=== SUPPLIED INFORMATION ===
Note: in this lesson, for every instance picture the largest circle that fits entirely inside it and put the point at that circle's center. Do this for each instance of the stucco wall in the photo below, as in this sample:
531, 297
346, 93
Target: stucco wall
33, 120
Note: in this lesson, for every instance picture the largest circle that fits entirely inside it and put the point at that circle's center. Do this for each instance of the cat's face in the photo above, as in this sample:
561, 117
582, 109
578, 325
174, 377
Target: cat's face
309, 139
===
Convert every line of the entries above into a numbered list, skipping any blank lines.

| RESULT |
1. Note: in this lesson, for every instance picture the largest circle that fits entirely inside it and put the point at that circle's center. Do this for each instance of the stucco wall in the photo below, as in this sample:
2. 531, 297
3. 346, 93
4. Target: stucco wall
5. 33, 120
6. Note: in this lesson, for every instance picture the largest circle that fits entirely inside it and put the point at that circle's center. Do this for each instance of the cat's face in the photo above, as in this sample:
7. 561, 117
8. 582, 109
9. 578, 325
10. 174, 377
11. Target: cat's face
12. 309, 139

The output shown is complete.